◆ Exercise objective ◆
Go through the entries one line at a time, and gather every line that has the word "target".

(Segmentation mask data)
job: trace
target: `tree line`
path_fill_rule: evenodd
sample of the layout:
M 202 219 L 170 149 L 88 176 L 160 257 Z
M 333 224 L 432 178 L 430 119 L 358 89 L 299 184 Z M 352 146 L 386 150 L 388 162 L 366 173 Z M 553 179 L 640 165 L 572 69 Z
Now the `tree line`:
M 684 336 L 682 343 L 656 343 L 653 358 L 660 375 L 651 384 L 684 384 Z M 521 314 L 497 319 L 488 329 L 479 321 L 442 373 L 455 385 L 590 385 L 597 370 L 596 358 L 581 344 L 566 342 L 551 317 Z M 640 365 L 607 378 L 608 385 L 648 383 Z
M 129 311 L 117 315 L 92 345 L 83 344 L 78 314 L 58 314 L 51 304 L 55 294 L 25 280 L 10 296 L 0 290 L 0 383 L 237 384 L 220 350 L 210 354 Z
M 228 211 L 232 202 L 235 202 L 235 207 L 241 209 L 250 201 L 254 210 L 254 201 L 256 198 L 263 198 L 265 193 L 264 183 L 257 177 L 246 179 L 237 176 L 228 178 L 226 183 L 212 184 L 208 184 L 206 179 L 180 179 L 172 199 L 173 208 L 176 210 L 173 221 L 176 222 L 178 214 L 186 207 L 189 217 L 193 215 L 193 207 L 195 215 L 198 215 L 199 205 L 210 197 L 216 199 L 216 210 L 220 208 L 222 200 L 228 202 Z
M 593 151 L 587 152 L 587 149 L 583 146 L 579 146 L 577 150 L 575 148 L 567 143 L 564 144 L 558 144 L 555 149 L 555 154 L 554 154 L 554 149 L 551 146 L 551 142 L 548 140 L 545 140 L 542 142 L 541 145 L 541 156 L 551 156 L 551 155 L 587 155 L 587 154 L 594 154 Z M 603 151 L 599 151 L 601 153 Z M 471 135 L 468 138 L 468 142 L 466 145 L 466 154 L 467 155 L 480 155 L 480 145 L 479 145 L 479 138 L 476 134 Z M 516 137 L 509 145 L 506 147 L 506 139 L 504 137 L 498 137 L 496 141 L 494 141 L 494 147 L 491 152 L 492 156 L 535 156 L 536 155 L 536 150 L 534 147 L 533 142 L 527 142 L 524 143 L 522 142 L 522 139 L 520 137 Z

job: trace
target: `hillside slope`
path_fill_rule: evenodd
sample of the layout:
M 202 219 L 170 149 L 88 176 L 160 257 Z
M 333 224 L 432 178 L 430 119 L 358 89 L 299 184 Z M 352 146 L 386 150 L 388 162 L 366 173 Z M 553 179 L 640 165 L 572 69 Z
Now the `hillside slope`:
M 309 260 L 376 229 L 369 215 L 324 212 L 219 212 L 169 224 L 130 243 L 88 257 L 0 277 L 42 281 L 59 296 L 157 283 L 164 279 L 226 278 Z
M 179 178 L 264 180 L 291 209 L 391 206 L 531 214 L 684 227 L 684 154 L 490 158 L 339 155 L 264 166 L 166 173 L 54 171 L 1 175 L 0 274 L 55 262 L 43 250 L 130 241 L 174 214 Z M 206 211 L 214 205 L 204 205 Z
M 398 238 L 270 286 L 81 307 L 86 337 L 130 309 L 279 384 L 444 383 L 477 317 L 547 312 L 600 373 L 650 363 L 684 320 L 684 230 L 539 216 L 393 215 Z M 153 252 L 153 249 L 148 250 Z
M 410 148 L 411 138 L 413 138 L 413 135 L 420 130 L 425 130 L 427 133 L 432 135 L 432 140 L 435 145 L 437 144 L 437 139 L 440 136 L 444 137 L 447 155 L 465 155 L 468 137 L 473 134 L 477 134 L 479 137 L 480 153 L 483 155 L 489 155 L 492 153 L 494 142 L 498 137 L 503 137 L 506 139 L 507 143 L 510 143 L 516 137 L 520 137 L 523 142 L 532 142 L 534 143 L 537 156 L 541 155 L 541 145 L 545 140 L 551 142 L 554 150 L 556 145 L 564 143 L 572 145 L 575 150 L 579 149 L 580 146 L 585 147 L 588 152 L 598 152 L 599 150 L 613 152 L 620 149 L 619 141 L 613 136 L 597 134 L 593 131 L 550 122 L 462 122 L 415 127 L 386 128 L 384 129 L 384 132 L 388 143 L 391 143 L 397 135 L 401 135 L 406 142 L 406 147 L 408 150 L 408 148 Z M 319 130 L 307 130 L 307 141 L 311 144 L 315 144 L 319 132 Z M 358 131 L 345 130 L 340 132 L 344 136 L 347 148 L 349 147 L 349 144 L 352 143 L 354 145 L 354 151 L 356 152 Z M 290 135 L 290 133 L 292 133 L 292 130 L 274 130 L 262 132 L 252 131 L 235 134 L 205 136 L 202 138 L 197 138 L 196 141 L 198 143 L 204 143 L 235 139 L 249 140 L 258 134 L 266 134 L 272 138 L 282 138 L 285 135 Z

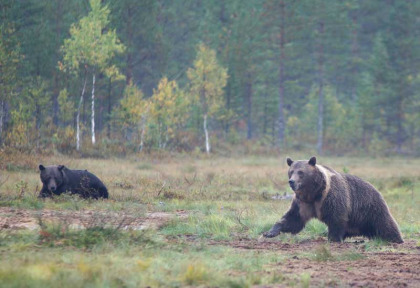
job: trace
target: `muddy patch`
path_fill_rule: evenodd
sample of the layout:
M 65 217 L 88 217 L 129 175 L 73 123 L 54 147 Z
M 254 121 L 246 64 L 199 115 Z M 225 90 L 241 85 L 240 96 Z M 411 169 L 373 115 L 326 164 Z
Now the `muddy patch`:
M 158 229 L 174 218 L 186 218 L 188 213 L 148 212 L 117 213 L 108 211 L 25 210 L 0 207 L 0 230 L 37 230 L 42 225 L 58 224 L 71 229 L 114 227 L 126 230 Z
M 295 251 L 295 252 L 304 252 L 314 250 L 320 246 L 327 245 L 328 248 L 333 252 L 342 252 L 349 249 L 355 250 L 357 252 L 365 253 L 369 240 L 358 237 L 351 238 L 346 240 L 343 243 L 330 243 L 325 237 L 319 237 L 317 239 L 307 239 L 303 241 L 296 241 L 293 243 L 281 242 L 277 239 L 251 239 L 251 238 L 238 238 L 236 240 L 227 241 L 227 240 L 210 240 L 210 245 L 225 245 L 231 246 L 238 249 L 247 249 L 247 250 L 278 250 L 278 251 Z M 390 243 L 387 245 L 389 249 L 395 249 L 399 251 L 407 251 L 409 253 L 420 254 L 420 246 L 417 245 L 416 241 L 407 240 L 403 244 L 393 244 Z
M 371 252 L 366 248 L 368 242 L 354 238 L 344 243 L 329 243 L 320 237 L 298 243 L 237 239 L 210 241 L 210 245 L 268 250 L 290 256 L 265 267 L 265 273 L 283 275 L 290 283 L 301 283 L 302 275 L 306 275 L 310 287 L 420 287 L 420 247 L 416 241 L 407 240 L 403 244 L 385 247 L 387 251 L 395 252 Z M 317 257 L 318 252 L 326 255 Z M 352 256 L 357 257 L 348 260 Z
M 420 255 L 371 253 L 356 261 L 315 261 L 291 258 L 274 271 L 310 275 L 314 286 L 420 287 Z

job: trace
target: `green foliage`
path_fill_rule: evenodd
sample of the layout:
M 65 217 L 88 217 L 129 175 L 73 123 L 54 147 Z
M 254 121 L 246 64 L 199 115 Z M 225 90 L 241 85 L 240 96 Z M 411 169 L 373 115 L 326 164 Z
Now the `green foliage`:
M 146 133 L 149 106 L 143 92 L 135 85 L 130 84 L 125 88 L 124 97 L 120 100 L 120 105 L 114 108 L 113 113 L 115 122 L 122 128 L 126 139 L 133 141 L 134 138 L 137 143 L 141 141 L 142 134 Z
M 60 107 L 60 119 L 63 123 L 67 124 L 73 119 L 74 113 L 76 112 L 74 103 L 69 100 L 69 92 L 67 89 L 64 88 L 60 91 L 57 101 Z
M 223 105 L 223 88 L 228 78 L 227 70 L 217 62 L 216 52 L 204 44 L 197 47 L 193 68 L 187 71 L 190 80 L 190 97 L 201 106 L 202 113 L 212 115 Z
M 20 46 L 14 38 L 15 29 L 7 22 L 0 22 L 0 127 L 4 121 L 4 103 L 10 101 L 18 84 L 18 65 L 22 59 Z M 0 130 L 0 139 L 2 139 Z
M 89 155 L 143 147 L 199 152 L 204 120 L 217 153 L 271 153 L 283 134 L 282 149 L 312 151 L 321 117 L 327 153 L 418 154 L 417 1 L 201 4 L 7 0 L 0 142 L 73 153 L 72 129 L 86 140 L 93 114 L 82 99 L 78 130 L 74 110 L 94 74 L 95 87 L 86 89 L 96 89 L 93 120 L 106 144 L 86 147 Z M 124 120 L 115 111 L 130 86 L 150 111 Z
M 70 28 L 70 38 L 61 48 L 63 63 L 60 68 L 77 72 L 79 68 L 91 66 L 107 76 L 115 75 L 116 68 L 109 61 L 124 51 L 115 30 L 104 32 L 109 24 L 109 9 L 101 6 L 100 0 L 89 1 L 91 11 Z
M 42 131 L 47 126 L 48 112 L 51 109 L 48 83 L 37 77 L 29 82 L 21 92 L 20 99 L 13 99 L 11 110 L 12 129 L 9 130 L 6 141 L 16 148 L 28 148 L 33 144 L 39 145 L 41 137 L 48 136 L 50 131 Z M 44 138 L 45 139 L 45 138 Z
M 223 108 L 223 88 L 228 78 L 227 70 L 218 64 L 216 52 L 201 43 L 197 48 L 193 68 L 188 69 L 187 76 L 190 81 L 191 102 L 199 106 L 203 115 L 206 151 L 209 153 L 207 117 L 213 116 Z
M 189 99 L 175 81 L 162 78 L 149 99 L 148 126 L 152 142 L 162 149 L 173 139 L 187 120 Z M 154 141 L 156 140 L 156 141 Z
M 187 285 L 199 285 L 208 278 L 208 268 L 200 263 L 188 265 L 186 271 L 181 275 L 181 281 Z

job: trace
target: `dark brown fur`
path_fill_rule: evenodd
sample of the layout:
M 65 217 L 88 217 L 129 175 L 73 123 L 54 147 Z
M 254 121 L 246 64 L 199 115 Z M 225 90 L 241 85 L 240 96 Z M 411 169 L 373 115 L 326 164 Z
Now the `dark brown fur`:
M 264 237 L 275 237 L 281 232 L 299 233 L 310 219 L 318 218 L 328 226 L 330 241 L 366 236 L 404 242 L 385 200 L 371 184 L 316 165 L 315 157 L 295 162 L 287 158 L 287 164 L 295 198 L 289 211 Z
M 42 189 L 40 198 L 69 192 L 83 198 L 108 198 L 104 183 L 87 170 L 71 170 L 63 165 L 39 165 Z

◆ Answer section ◆
target: `tree line`
target: `hillside slope`
target: `muddy patch`
target: `green foliage`
target: `dark brown fur`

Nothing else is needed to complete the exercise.